• [READING PASSAGE]:
┏━━

Re: [PATCH 1/3] xen/sched: introduce cpupool_update_node_affinity()

Posted by Jan Beulich 3 years, 6 months ago

On 02.08.2022 15:27, Juergen Gross wrote:
> --- a/xen/common/sched/core.c
> +++ b/xen/common/sched/core.c
> @@ -1790,28 +1790,14 @@ int vcpu_affinity_domctl(struct domain *d, uint32_t cmd,
>      return ret;
>  }
>  
> -void domain_update_node_affinity(struct domain *d)
> +void domain_update_node_affinity_noalloc(struct domain *d,
> +                                         const cpumask_t *online,
> +                                         struct affinity_masks *affinity)

┗━━

Image point annotation entries
┏━━

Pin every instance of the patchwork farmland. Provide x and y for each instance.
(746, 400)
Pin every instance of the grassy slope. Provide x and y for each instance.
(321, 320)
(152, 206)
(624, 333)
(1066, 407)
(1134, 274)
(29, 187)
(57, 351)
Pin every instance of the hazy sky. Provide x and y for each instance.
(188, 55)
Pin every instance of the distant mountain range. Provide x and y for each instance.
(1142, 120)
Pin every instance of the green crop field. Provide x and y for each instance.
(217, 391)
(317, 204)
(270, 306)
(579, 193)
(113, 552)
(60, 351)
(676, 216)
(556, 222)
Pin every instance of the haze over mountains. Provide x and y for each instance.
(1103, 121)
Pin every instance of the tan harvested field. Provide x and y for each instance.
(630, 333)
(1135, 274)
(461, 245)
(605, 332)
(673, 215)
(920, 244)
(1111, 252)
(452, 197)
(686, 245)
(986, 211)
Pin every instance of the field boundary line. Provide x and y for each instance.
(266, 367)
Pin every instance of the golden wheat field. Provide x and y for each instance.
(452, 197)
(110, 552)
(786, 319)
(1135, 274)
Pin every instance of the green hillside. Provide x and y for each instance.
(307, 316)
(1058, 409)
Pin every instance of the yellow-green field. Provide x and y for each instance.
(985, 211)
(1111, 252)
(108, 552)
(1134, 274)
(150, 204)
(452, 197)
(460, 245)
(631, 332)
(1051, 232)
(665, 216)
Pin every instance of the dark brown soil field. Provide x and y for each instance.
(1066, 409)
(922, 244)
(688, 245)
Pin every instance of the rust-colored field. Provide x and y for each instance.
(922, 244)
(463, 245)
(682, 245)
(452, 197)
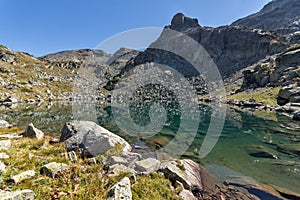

┗━━

• [TO-DO LIST]:
**a.** Answer these questions using the patch reply:
(i) Who posted the patch reply?
(ii) On what date and at what time did Juergen Gross write the message being quoted?
(iii) Which source file does the quoted diff change?
**b.** Please list every function name that appears in the patch reply.

• [ANSWERS FOR THE TASKS]:
**a.**
(i) Jan Beulich
(ii) 02.08.2022 at 15:27
(iii) xen/common/sched/core.c

**b.**
cpupool_update_node_affinity
vcpu_affinity_domctl
domain_update_node_affinity
domain_update_node_affinity_noalloc